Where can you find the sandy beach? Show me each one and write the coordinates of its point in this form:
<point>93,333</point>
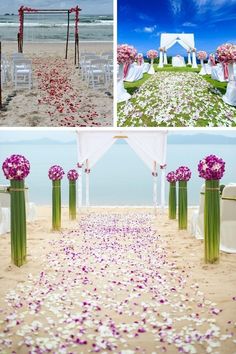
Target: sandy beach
<point>69,102</point>
<point>119,281</point>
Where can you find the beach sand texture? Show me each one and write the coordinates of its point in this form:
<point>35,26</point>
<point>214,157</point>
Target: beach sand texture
<point>102,285</point>
<point>59,96</point>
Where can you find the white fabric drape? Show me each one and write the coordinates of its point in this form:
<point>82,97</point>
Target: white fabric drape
<point>186,40</point>
<point>165,58</point>
<point>161,60</point>
<point>149,146</point>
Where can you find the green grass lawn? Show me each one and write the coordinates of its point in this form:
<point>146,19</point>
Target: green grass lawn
<point>132,87</point>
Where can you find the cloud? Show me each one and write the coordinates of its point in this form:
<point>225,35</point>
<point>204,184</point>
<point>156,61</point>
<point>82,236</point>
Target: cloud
<point>176,6</point>
<point>189,24</point>
<point>144,17</point>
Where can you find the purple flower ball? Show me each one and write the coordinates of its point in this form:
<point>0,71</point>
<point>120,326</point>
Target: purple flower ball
<point>56,173</point>
<point>72,175</point>
<point>16,167</point>
<point>183,173</point>
<point>171,177</point>
<point>211,167</point>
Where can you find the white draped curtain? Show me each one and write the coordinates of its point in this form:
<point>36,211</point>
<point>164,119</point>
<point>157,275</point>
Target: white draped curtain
<point>150,146</point>
<point>186,40</point>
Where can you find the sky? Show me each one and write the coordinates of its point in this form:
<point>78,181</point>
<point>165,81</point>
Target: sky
<point>91,7</point>
<point>140,23</point>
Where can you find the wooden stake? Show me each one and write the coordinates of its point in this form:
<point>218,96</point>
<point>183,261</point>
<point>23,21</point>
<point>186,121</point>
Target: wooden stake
<point>68,32</point>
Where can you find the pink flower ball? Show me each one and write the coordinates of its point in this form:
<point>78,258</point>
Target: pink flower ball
<point>226,53</point>
<point>16,167</point>
<point>152,54</point>
<point>126,54</point>
<point>183,173</point>
<point>171,177</point>
<point>56,173</point>
<point>211,168</point>
<point>72,175</point>
<point>201,55</point>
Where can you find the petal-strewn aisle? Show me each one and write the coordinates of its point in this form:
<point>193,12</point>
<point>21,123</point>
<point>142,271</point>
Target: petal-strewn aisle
<point>176,99</point>
<point>110,286</point>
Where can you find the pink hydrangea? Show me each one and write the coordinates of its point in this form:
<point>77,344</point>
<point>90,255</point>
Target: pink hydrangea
<point>152,54</point>
<point>171,177</point>
<point>201,55</point>
<point>72,175</point>
<point>183,173</point>
<point>226,53</point>
<point>16,167</point>
<point>126,54</point>
<point>56,173</point>
<point>211,167</point>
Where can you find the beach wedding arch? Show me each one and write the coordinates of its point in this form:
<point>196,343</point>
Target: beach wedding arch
<point>186,40</point>
<point>24,10</point>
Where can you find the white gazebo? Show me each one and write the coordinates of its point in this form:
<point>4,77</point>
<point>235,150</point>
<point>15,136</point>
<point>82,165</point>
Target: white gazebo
<point>150,146</point>
<point>186,40</point>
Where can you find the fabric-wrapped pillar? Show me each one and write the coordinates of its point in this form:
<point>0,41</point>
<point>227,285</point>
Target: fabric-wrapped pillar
<point>189,58</point>
<point>87,172</point>
<point>161,59</point>
<point>154,174</point>
<point>165,58</point>
<point>194,60</point>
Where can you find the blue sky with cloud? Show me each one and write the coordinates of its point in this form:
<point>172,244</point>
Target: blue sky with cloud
<point>140,23</point>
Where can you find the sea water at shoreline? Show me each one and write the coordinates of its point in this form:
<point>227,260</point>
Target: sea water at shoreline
<point>53,28</point>
<point>120,177</point>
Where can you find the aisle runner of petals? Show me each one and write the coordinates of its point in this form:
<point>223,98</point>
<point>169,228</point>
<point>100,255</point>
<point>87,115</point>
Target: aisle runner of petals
<point>63,103</point>
<point>176,99</point>
<point>109,287</point>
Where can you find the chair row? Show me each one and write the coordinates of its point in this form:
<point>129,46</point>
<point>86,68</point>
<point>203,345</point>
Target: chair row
<point>97,70</point>
<point>228,218</point>
<point>18,71</point>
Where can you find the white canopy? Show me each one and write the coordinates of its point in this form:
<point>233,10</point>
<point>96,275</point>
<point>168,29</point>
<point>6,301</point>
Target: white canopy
<point>150,146</point>
<point>186,40</point>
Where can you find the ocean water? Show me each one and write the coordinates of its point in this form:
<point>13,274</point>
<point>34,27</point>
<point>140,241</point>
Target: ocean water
<point>120,177</point>
<point>53,28</point>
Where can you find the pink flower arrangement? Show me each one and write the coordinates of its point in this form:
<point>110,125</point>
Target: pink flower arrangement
<point>56,173</point>
<point>126,54</point>
<point>211,167</point>
<point>72,175</point>
<point>152,54</point>
<point>16,167</point>
<point>201,55</point>
<point>171,177</point>
<point>183,173</point>
<point>226,53</point>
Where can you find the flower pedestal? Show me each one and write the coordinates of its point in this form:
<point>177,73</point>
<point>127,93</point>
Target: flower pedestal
<point>172,201</point>
<point>72,176</point>
<point>212,221</point>
<point>56,205</point>
<point>183,206</point>
<point>18,222</point>
<point>230,96</point>
<point>122,94</point>
<point>16,168</point>
<point>151,70</point>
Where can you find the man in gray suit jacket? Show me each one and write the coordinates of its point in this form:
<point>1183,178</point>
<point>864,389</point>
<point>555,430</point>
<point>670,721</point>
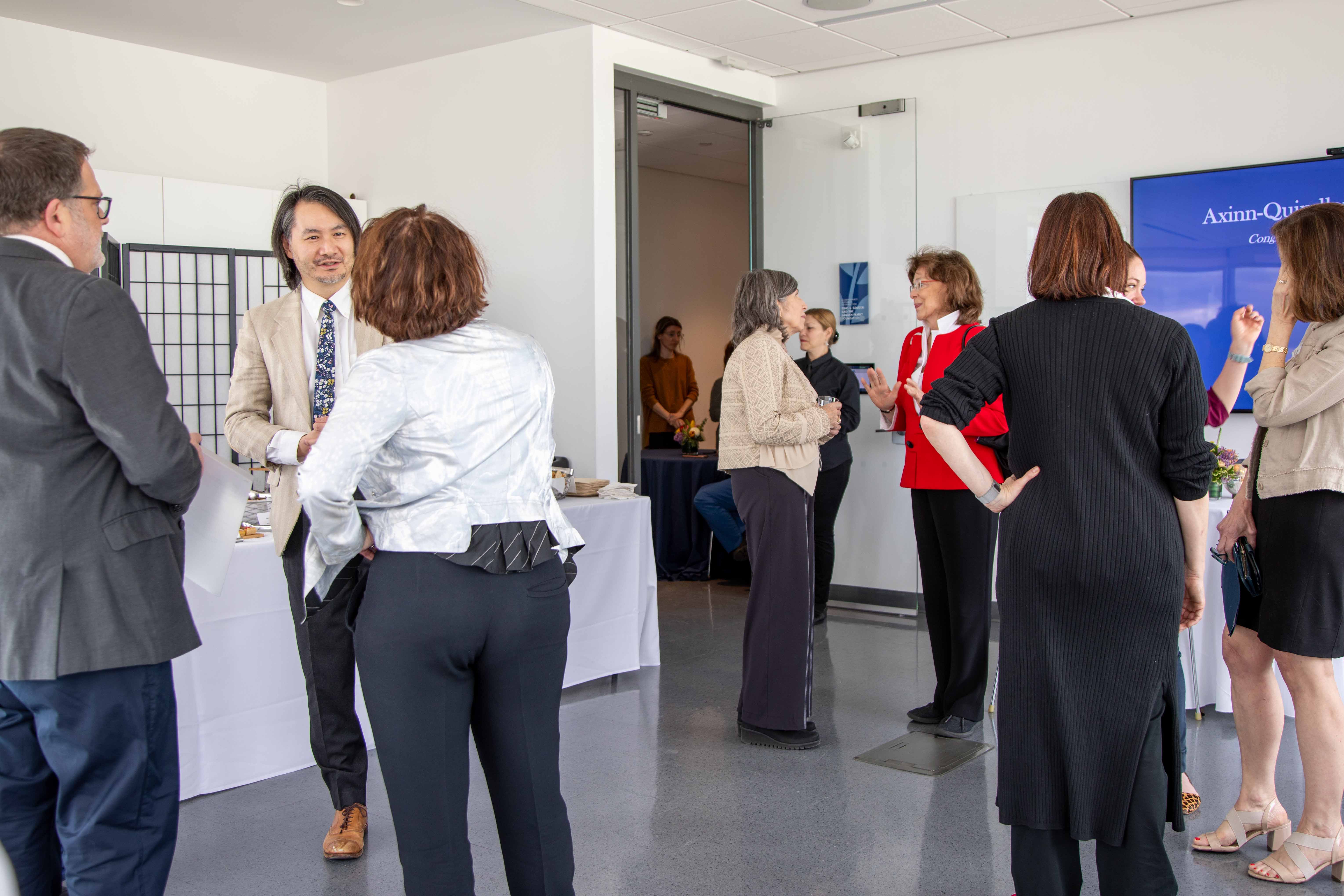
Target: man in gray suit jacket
<point>96,472</point>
* * * * * * * * *
DESCRIPTION OF THE TASK -
Starting at the first entry and ending at the line that contains "<point>132,87</point>", both included, write those lines again with the requests kept and only the answer coordinates scaled by 1.8 and rounded to whole numbers, halves up. Leave the pictures out.

REPLY TO THE EXERCISE -
Where can you find the sandy beach? Show me each one and write the coordinates of its point in this form:
<point>93,333</point>
Target: sandy beach
<point>124,184</point>
<point>214,506</point>
Where can you find the beach sand texture? Show me each one and write the coordinates of its point in this form:
<point>35,26</point>
<point>214,157</point>
Target: beach sand texture
<point>184,513</point>
<point>106,173</point>
Where can you find the white fabric drape? Show me each one and write the coordinates of its point in this form:
<point>82,97</point>
Target: white fabric drape
<point>335,72</point>
<point>297,104</point>
<point>290,108</point>
<point>268,263</point>
Where can you find the green grass lawn? Show me each one and write the coordinates of its point in this form:
<point>146,19</point>
Target: green grass lawn
<point>238,157</point>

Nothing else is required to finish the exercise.